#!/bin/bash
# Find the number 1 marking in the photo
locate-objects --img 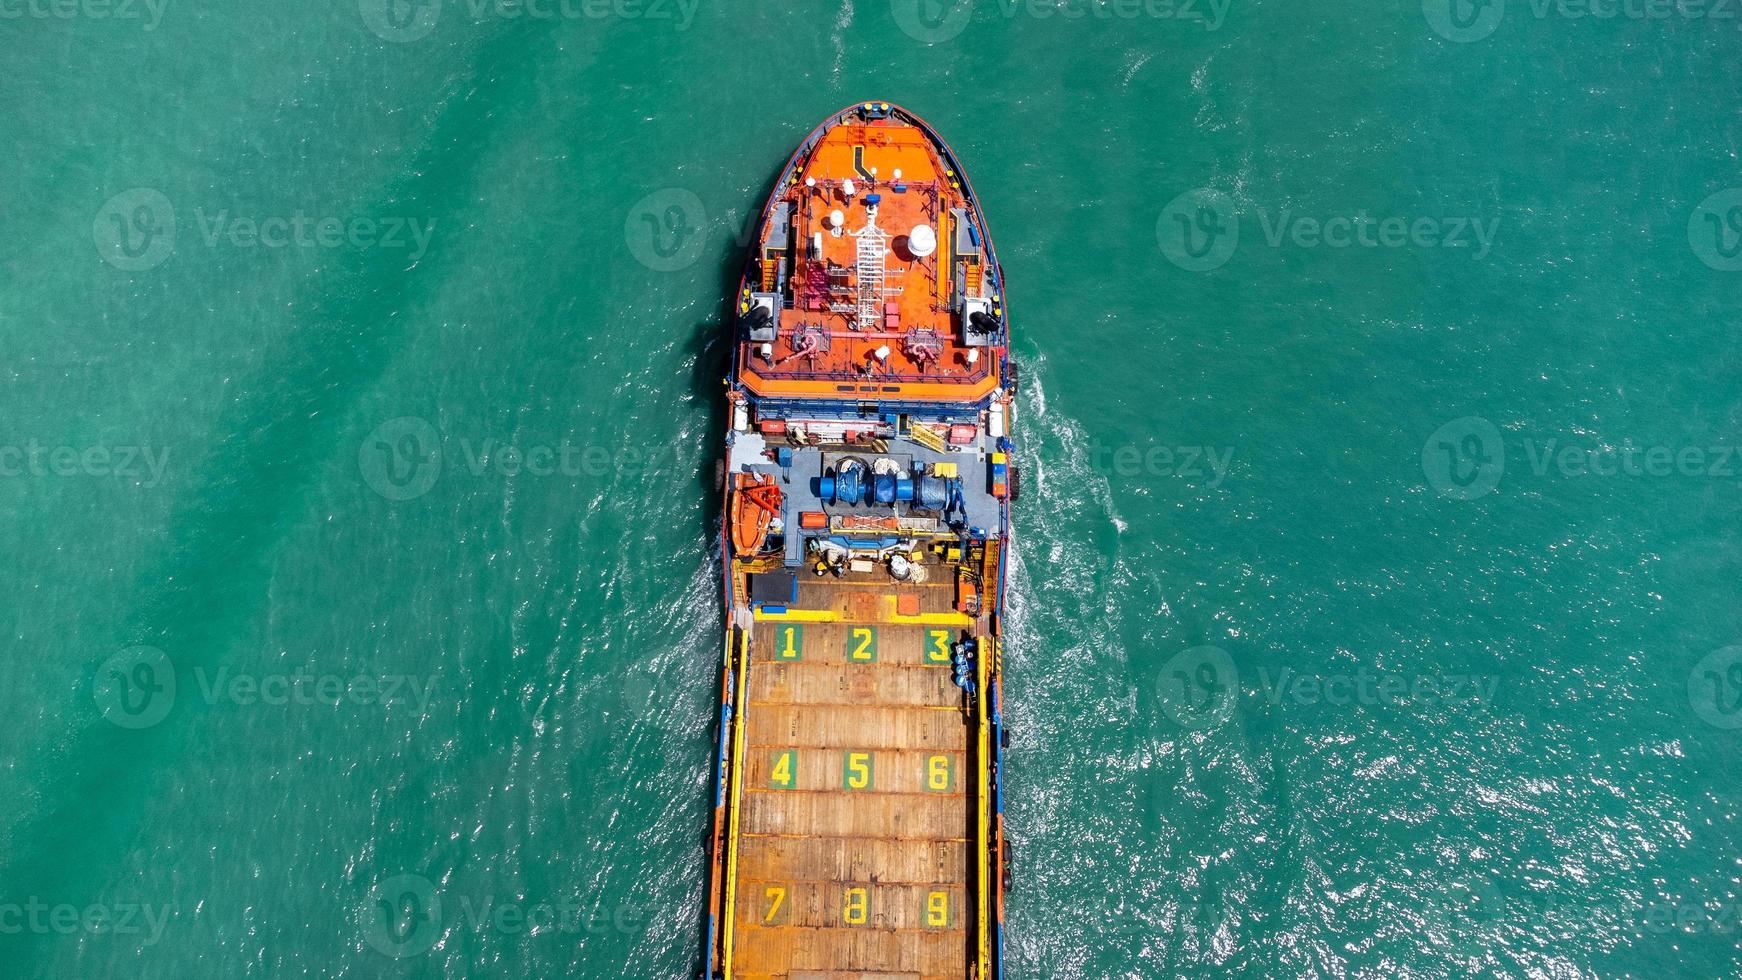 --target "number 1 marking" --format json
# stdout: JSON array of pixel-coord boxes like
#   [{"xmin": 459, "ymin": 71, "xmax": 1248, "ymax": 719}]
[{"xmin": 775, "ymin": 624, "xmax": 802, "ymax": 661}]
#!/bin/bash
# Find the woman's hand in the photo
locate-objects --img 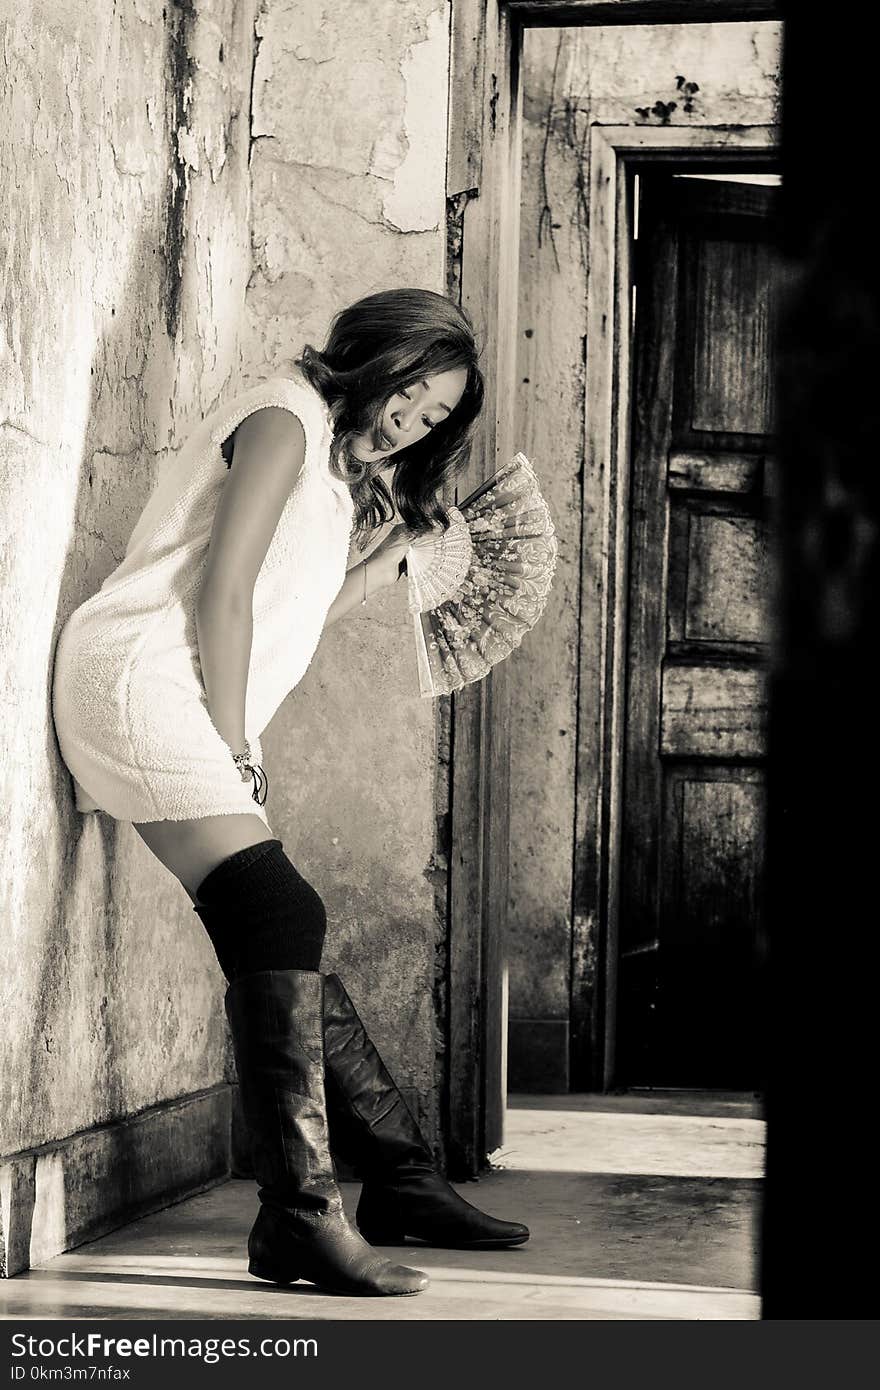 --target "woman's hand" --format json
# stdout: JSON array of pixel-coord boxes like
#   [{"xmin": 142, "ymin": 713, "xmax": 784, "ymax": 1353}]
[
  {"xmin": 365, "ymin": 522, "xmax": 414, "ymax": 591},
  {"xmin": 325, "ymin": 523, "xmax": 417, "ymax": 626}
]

WHAT IS REQUIRED => In the entries above, find each line with the string "photo" and copy it.

OUTPUT FOR THIS TASK =>
# Find the number 1 marking in the photo
# Find the woman's hand in the photo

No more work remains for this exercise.